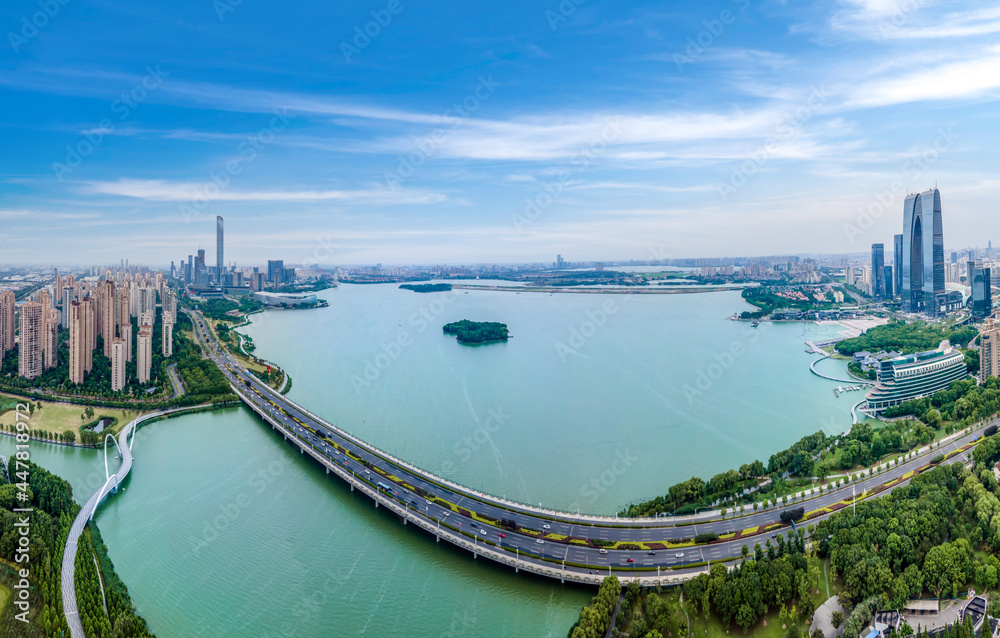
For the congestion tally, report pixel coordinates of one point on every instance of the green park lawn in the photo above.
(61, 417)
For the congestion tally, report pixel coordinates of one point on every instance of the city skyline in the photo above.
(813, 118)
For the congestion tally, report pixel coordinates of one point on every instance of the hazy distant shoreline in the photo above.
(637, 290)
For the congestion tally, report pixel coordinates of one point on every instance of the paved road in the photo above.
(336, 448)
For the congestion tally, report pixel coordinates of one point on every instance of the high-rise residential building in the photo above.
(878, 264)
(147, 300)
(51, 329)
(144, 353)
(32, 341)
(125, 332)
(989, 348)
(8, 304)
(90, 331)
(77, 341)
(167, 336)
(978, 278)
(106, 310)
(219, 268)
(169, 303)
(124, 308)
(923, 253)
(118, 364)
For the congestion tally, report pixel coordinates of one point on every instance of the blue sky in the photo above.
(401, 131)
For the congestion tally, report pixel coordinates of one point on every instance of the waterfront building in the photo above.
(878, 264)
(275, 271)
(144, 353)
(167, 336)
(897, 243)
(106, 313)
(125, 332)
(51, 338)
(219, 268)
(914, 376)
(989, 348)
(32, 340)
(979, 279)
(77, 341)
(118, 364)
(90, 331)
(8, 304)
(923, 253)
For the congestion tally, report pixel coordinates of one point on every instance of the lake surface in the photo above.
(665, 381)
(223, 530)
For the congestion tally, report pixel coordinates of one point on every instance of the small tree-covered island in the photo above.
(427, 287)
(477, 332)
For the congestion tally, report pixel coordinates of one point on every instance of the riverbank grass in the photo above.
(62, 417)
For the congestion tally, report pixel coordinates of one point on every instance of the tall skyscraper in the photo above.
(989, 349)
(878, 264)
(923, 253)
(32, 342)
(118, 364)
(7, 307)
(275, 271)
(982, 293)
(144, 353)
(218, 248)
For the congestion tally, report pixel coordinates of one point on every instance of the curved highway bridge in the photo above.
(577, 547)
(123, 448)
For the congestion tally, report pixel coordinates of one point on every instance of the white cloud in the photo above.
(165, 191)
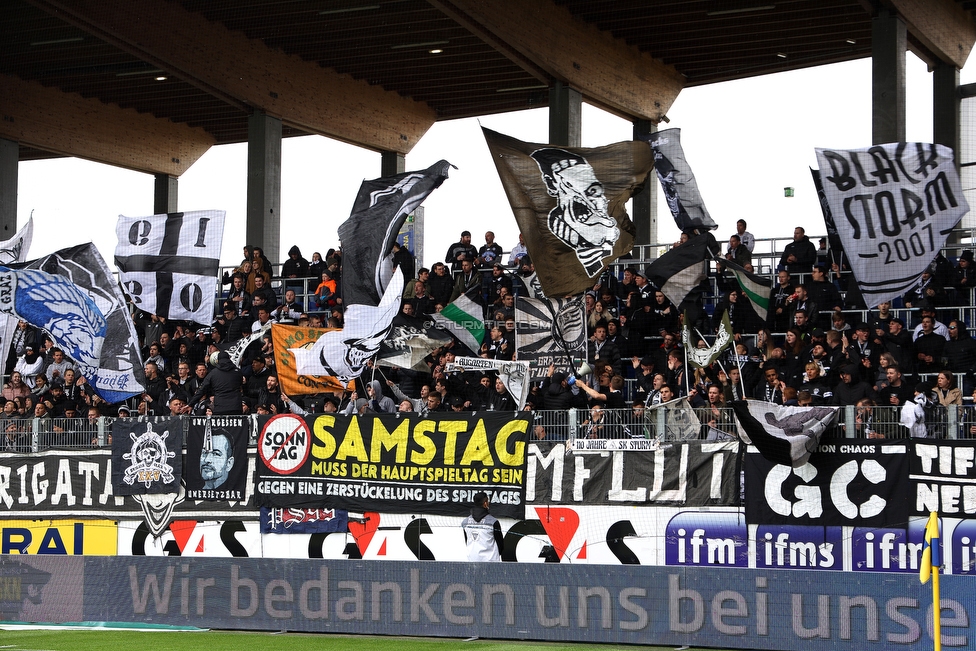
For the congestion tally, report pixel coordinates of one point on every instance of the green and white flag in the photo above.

Goal: Reproduce every item above verbatim, in its original order, and leave out the pictures.

Finished answer:
For the congestion tally, report pixel coordinates of one point on every instance of the green park lawn in the photo above.
(61, 417)
For the congestion tally, report pixel coordinates of one point on every instance of the city skyline in the photo above.
(813, 118)
For the congestion tally, report pixel coordinates of one point on every instance of the hazy distant shoreline in the photo above.
(637, 290)
For the congestion tally, report pixel coordinates of one point on every instance of the paved road in the photo above.
(336, 448)
For the congestion tally, report pixel coordinates of one point on every instance of the high-rise residential building in the photo above.
(878, 264)
(147, 300)
(51, 329)
(144, 353)
(32, 341)
(125, 332)
(989, 348)
(8, 304)
(90, 331)
(77, 341)
(167, 336)
(978, 278)
(106, 310)
(219, 268)
(169, 303)
(124, 308)
(923, 253)
(118, 364)
For the congestion tally, report pixel coordinates of one point on every instance of the blue sky in the photo above.
(401, 131)
For the congestion tally, report pixel coordinates of one point on every instance of the waterfront building in the photo above.
(878, 264)
(275, 271)
(144, 353)
(167, 336)
(897, 243)
(106, 313)
(125, 332)
(51, 338)
(219, 268)
(914, 376)
(989, 348)
(32, 340)
(979, 279)
(77, 341)
(118, 364)
(90, 331)
(8, 304)
(923, 253)
For the congestion tally, report pixel coordinates of one point on every instance of the lake surface in the photo above.
(665, 381)
(223, 530)
For the congestion tally, report pixel coordinates of one point on every instance of the small tree-covered island in the photo above.
(427, 287)
(477, 332)
For the congestion tally, report pixel coordinates of one point on every instance of the riverbank grass in the photo above.
(62, 417)
For the congestion tally, report pixel coordinates of one point on every instance of the tall skyscraper in the photo above.
(989, 349)
(878, 264)
(923, 253)
(32, 342)
(118, 364)
(7, 307)
(275, 271)
(982, 293)
(144, 353)
(218, 248)
For the congestion tally, report pixel coordinates of one point on every instance of the curved highway bridge in the photo above.
(577, 547)
(123, 448)
For the congestion tally, report pixel coordinates of one point on every instance of the white cloud in the photo above.
(165, 191)
For the congestion tally, report pixel coordinates of one point on every instance of the green and white flag in the photo above.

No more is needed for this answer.